* TASK INPUTS *
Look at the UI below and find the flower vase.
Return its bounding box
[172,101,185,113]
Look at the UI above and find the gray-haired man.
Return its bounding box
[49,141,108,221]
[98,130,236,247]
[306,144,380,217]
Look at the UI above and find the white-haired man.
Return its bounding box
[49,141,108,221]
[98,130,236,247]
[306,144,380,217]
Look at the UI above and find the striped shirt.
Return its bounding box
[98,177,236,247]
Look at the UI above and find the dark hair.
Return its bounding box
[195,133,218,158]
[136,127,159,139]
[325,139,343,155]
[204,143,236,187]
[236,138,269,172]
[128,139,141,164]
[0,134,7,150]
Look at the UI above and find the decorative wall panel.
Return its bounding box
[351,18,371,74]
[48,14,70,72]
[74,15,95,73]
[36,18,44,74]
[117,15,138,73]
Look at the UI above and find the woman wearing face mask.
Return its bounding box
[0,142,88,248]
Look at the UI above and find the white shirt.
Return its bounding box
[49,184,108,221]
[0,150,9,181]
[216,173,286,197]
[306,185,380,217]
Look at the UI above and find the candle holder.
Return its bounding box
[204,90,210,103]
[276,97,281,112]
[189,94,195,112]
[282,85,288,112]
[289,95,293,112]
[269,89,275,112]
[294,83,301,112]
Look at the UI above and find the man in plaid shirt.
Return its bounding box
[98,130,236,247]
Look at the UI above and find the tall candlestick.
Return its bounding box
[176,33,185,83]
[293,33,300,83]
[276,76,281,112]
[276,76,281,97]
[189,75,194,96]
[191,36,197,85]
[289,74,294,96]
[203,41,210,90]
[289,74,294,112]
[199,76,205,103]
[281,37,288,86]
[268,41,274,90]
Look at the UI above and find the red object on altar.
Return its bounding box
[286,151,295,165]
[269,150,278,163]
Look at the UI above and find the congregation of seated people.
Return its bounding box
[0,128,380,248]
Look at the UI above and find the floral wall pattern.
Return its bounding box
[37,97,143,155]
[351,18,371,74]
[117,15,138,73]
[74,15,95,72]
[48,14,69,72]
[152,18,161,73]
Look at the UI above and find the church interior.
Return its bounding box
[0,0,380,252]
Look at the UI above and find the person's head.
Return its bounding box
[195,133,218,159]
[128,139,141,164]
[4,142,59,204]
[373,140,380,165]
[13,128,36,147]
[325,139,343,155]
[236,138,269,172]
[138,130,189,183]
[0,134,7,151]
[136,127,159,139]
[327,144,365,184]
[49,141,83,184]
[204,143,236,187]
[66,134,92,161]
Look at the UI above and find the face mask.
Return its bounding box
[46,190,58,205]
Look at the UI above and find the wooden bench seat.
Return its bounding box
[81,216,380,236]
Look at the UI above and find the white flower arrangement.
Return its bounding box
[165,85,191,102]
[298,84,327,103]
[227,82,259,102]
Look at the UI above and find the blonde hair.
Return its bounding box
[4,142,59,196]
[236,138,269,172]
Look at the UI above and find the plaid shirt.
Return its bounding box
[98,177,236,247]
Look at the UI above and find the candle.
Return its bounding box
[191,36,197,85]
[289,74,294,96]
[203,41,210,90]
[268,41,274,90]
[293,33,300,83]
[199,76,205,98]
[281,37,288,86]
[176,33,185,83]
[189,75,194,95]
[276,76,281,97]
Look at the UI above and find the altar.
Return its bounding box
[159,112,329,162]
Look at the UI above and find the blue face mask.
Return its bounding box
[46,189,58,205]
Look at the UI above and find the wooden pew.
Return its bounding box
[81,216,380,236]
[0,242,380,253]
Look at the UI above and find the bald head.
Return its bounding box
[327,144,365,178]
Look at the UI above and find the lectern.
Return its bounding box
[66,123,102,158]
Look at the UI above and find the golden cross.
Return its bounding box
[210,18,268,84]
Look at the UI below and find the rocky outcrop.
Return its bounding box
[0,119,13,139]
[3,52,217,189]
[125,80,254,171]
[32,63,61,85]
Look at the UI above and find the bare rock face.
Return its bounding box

* EXERCISE OBJECTIVE *
Can you write out again every line between the lines holding "Look at the UI above and find the white flower" and "[210,18,268,84]", inclusive, with the requests kept as they are and each bounding box coordinate raised by 79?

* FINAL RESULT *
Look at the UI above and find the white flower arrangement.
Return its bounding box
[244,164,270,181]
[377,163,406,182]
[306,161,338,181]
Look at the UI above and find the blonde hair.
Return its bounding box
[83,221,138,275]
[315,217,348,251]
Look at the UI above and find the plaid shirt.
Return its bounding box
[177,256,315,326]
Look at the UI above and find the candle.
Return its bounding box
[270,115,276,164]
[368,153,373,175]
[282,120,289,169]
[347,120,353,169]
[372,112,379,162]
[278,155,284,177]
[360,116,367,165]
[255,112,264,162]
[268,154,273,174]
[355,155,360,176]
Look at the UI above and find the altar.
Return its bounding box
[238,191,408,241]
Look at the UI above and find the blue face mask.
Return its bounding box
[125,268,137,284]
Look at the UI above and find the wooden pew.
Return its bounding box
[160,295,459,315]
[79,321,459,332]
Look at the UI above and find the bald head.
Return its bounding box
[406,223,444,257]
Look at the UI above and find the lectern.
Return its bounding box
[145,202,181,237]
Look at the UI above and find the golden cross.
Return its bounding box
[289,97,347,163]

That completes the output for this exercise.